WORK TASK:
The answer should be a single number: how many lines of the entries below hold the word "armoire".
___ RECORDED INFORMATION
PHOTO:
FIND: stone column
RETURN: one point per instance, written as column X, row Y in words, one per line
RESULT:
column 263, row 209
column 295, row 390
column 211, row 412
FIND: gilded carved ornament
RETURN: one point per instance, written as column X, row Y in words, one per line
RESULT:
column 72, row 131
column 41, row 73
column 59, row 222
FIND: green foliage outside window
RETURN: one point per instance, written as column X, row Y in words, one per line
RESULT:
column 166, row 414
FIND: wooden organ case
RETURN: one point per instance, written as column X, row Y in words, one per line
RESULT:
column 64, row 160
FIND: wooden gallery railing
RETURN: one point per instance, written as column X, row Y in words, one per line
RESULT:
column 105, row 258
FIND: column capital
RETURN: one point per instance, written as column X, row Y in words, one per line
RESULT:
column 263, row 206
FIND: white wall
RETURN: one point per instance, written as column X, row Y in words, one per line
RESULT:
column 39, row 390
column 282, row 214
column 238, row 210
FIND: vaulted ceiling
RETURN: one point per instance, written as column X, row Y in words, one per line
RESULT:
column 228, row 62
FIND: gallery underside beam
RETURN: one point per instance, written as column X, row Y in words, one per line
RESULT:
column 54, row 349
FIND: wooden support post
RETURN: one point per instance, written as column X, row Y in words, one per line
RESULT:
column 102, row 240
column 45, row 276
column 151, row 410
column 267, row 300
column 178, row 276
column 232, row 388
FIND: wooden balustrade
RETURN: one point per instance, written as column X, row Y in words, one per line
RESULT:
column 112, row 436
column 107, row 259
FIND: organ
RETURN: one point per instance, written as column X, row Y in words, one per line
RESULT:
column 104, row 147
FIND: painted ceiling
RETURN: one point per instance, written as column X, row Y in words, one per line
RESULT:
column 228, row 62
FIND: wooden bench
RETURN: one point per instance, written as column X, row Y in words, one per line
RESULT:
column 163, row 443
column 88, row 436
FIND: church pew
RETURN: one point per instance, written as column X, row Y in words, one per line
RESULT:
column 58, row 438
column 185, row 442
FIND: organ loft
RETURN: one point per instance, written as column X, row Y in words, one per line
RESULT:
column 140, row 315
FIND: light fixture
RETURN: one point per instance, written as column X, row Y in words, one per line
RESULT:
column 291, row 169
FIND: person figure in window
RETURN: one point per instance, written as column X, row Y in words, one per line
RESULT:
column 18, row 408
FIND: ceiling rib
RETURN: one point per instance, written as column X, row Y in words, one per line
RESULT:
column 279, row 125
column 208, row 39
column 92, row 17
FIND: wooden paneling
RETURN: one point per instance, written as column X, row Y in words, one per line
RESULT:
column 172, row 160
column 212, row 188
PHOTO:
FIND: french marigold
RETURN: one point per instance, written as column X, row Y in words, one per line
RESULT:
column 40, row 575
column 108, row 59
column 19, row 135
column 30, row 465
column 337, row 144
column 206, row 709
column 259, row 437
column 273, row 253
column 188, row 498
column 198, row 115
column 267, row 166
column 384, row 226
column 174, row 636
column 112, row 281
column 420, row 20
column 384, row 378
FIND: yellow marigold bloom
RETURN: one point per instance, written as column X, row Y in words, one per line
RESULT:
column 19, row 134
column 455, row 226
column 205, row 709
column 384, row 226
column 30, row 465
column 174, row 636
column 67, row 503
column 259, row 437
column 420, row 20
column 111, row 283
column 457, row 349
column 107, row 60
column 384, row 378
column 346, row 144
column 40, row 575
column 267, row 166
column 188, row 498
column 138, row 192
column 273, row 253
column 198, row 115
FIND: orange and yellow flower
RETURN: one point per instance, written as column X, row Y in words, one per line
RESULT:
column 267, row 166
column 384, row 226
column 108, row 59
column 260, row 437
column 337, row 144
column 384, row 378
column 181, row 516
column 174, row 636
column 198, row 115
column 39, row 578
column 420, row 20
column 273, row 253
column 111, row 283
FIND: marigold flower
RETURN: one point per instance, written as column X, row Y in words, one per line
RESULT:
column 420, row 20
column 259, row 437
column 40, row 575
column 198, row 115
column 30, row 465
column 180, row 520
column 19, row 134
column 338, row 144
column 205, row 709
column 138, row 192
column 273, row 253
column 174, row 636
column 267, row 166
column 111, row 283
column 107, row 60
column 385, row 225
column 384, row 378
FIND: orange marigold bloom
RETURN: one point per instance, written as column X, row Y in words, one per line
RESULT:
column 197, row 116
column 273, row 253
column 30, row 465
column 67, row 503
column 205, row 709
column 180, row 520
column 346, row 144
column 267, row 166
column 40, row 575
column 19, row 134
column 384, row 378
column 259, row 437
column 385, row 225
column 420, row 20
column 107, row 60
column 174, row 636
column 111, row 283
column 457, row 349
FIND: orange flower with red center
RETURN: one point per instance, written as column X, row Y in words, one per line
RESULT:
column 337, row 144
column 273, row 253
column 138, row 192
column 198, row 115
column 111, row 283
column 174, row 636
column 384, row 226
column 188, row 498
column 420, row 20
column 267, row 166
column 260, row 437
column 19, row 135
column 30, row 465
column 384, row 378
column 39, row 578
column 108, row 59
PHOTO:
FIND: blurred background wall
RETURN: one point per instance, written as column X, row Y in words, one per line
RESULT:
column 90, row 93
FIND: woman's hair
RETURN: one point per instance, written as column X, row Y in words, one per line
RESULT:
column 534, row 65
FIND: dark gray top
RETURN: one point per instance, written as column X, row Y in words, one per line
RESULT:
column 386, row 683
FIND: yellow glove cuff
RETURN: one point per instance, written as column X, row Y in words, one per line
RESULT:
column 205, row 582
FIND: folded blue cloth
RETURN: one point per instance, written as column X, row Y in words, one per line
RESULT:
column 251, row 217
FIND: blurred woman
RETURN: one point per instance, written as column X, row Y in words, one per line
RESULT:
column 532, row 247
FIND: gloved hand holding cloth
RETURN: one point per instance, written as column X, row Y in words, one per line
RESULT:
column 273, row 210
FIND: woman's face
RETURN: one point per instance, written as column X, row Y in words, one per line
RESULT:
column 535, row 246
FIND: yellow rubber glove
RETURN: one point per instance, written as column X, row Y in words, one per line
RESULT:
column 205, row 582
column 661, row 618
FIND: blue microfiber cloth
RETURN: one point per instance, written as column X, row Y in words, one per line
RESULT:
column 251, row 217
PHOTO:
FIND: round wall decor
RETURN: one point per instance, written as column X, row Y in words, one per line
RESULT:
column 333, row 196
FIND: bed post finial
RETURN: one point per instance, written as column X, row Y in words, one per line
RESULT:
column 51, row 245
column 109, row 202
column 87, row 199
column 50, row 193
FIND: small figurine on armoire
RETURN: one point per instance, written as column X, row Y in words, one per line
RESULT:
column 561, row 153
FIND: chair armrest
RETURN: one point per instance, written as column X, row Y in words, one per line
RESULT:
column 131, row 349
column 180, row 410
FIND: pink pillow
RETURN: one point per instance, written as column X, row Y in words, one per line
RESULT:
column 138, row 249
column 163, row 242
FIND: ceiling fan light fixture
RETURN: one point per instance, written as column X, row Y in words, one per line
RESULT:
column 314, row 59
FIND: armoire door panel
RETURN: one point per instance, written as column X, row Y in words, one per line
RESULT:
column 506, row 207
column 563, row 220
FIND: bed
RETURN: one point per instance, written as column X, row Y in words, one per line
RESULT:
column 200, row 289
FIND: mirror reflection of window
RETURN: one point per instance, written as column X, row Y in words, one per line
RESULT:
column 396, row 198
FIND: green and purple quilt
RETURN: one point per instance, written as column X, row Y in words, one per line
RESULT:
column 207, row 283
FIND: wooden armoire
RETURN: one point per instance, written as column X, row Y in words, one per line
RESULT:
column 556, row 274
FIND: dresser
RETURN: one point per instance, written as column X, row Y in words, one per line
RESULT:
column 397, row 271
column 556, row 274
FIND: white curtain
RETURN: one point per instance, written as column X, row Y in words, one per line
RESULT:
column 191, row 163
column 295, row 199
______
YOUR SOLUTION:
3